(Task details):
Could you give the rows as a JSON list of strings, one string per line with blank lines left out, beginning at the line that has "Mark all instances of man's shoe." and stopping after the line that has "[146,90,592,350]"?

(Recorded data):
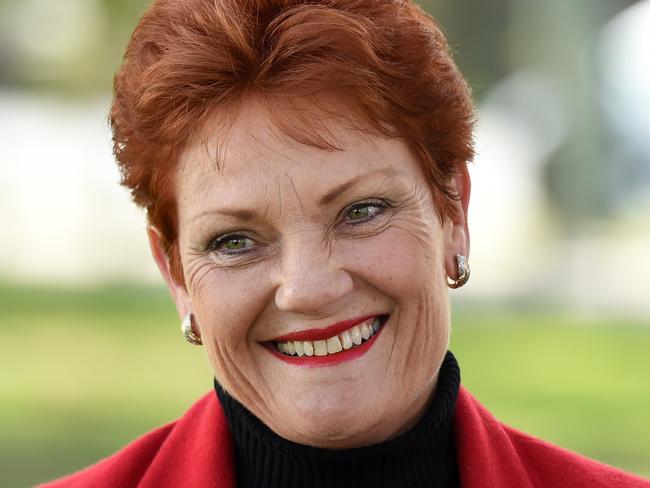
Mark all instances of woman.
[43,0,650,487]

* * *

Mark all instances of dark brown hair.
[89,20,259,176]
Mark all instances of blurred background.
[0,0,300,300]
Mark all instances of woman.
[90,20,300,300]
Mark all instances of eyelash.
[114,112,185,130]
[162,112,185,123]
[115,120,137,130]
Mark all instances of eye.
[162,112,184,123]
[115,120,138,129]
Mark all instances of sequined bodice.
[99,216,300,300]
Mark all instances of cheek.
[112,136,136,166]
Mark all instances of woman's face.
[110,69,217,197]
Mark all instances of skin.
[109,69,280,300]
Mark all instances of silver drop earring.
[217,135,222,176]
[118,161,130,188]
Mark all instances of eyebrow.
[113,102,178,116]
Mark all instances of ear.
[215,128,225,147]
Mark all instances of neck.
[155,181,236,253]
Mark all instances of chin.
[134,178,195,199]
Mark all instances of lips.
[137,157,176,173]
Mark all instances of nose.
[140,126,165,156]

---

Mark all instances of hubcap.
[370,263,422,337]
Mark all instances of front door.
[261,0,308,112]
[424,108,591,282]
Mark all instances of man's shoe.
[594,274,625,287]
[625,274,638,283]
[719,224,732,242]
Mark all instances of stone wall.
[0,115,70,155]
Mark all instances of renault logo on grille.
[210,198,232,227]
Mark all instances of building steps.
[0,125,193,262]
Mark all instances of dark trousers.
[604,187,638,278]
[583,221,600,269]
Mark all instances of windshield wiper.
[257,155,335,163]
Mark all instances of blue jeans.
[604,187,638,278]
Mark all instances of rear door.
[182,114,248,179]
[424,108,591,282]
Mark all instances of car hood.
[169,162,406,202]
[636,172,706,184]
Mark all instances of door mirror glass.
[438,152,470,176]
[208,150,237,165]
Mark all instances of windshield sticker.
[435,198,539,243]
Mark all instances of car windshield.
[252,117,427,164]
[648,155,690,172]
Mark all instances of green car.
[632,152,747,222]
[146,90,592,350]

(Written response):
[
  "Mark all instances of man's shoe.",
  "[594,274,625,287]",
  "[625,274,638,283]",
  "[719,224,732,242]",
  "Mark all instances of stone wall.",
  "[0,115,70,155]",
  "Mark all instances of renault logo on grille.",
  "[210,198,232,227]",
  "Mark all instances of building steps.",
  "[0,125,193,262]",
  "Mark all instances of dark trousers.",
  "[604,187,638,278]",
  "[583,221,600,269]",
  "Mark all instances of windshield wiper.",
  "[257,155,335,163]",
  "Mark all instances of blue jeans.",
  "[604,187,638,278]",
  "Mark all instances of rear door.",
  "[182,114,248,179]",
  "[424,108,591,282]",
  "Mark all instances of car hood.",
  "[169,162,406,202]",
  "[636,172,706,184]",
  "Mark all instances of door mirror glass.",
  "[438,152,470,176]",
  "[208,150,237,165]",
  "Mark all instances of windshield sticker.",
  "[435,198,539,243]",
  "Mark all instances of car windshield.",
  "[252,117,427,164]",
  "[648,155,690,172]",
  "Mark all instances of green car.",
  "[632,152,747,222]",
  "[146,90,592,350]"
]